WHAT YOU NEED TO DO
What lines in the records below mention "building"? List them all.

STUDY MATERIAL
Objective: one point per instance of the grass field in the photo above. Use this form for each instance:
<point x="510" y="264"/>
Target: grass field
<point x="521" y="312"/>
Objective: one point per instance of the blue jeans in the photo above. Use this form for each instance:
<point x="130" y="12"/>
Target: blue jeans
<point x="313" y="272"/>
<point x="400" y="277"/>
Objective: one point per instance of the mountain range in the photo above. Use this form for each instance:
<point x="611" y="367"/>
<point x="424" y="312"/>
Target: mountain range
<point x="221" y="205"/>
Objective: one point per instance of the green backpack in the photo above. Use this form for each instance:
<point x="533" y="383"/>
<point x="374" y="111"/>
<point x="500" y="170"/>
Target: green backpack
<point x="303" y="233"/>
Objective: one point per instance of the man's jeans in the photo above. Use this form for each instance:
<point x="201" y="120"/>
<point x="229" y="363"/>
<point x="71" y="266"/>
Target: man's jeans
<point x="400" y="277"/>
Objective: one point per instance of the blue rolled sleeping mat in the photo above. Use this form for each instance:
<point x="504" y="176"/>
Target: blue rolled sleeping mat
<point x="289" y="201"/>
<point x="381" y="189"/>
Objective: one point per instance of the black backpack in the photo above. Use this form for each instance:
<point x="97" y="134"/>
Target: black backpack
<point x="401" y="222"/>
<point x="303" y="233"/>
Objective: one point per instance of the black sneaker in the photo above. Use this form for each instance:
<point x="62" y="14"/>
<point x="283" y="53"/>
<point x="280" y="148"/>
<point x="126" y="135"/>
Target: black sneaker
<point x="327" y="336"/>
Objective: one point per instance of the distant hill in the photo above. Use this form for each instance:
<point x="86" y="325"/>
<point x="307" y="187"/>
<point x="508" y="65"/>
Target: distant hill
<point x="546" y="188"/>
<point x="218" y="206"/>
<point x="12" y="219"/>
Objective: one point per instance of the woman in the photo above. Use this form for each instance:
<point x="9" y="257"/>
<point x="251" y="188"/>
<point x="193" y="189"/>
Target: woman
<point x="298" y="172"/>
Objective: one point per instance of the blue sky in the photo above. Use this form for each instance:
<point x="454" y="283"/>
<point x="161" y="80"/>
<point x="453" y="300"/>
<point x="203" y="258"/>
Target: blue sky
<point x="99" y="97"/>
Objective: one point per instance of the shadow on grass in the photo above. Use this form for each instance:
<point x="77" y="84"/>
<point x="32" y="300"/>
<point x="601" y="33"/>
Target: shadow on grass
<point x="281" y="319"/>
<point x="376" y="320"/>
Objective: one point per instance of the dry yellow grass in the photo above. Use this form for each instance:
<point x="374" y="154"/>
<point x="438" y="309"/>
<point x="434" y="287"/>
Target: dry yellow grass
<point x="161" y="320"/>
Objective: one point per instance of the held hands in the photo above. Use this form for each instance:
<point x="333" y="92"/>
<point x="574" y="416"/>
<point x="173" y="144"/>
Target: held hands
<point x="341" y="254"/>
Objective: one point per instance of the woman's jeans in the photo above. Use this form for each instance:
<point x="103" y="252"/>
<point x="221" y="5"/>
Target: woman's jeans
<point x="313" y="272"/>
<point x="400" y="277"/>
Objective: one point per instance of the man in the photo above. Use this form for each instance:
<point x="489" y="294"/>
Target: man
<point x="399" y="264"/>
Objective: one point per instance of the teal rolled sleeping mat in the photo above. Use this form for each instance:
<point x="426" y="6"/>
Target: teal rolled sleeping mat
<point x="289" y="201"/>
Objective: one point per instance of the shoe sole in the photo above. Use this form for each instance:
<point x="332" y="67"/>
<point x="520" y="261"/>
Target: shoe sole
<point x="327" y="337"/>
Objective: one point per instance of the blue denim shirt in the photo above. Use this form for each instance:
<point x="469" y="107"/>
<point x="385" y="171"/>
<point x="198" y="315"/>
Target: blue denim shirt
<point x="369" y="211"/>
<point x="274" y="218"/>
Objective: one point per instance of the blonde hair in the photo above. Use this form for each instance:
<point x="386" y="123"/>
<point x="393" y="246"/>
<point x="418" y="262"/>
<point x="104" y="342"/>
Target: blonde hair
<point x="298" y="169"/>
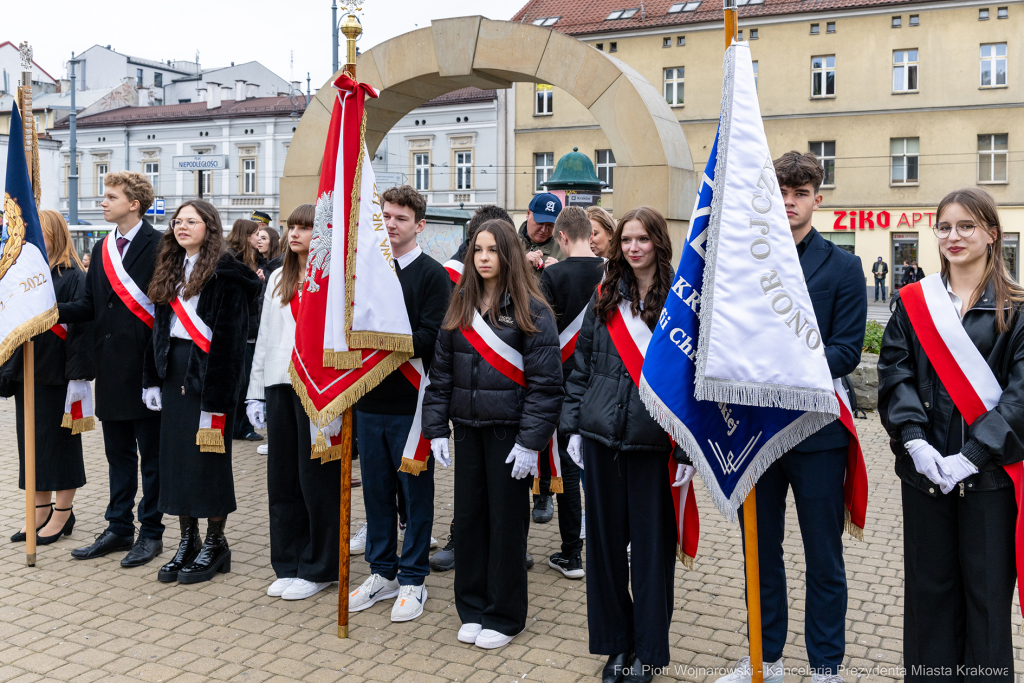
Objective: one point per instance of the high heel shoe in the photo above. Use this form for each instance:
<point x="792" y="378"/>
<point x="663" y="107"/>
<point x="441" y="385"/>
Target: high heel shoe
<point x="66" y="530"/>
<point x="20" y="538"/>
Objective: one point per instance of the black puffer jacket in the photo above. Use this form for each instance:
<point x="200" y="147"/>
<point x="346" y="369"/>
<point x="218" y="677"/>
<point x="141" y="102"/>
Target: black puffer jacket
<point x="913" y="403"/>
<point x="601" y="400"/>
<point x="467" y="390"/>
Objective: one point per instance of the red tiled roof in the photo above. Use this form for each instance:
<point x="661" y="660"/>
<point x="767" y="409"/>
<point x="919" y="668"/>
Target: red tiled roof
<point x="188" y="112"/>
<point x="461" y="96"/>
<point x="589" y="16"/>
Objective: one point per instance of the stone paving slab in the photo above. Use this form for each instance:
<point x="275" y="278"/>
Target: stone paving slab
<point x="92" y="621"/>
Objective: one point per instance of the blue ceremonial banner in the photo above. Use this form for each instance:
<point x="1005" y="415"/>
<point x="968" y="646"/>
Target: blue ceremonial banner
<point x="28" y="305"/>
<point x="732" y="443"/>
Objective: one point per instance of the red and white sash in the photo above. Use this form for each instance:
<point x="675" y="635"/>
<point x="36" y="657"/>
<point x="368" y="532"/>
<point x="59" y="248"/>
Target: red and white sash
<point x="123" y="285"/>
<point x="963" y="371"/>
<point x="414" y="457"/>
<point x="631" y="337"/>
<point x="455" y="269"/>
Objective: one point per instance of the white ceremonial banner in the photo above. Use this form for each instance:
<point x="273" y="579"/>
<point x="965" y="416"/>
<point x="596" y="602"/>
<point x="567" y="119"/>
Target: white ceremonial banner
<point x="759" y="342"/>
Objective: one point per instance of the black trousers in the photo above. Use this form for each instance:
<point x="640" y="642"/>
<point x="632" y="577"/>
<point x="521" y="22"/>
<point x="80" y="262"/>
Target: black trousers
<point x="131" y="444"/>
<point x="492" y="519"/>
<point x="304" y="495"/>
<point x="629" y="499"/>
<point x="958" y="587"/>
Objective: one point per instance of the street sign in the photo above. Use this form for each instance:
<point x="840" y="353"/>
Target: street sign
<point x="200" y="163"/>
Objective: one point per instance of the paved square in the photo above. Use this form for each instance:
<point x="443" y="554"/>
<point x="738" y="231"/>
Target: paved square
<point x="92" y="621"/>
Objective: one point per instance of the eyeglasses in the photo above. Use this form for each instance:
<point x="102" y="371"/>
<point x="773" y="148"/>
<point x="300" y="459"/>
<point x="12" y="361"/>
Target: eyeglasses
<point x="964" y="228"/>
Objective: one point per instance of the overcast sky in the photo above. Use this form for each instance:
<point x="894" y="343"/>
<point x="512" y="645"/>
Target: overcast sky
<point x="271" y="32"/>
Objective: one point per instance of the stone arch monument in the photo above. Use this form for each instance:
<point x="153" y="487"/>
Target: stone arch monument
<point x="653" y="164"/>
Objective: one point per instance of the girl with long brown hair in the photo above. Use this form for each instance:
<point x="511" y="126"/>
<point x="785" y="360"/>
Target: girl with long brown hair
<point x="202" y="296"/>
<point x="62" y="371"/>
<point x="497" y="376"/>
<point x="626" y="454"/>
<point x="957" y="431"/>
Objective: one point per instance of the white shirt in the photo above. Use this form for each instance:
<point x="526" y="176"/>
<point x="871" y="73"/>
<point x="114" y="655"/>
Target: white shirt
<point x="406" y="259"/>
<point x="177" y="330"/>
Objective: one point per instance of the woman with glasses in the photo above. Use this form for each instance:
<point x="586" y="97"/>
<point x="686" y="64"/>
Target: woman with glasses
<point x="192" y="373"/>
<point x="951" y="397"/>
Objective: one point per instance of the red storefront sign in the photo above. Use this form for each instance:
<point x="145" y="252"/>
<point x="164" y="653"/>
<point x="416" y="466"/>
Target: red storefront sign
<point x="868" y="220"/>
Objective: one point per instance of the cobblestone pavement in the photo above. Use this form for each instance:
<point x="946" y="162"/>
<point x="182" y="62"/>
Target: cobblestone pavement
<point x="93" y="621"/>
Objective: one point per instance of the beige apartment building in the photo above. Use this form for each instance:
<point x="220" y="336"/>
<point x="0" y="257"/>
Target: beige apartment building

RESULT OF THE TASK
Objective: one point per instance of the beige apartment building in the photo above. Use this form for each instance:
Target: beige apartment building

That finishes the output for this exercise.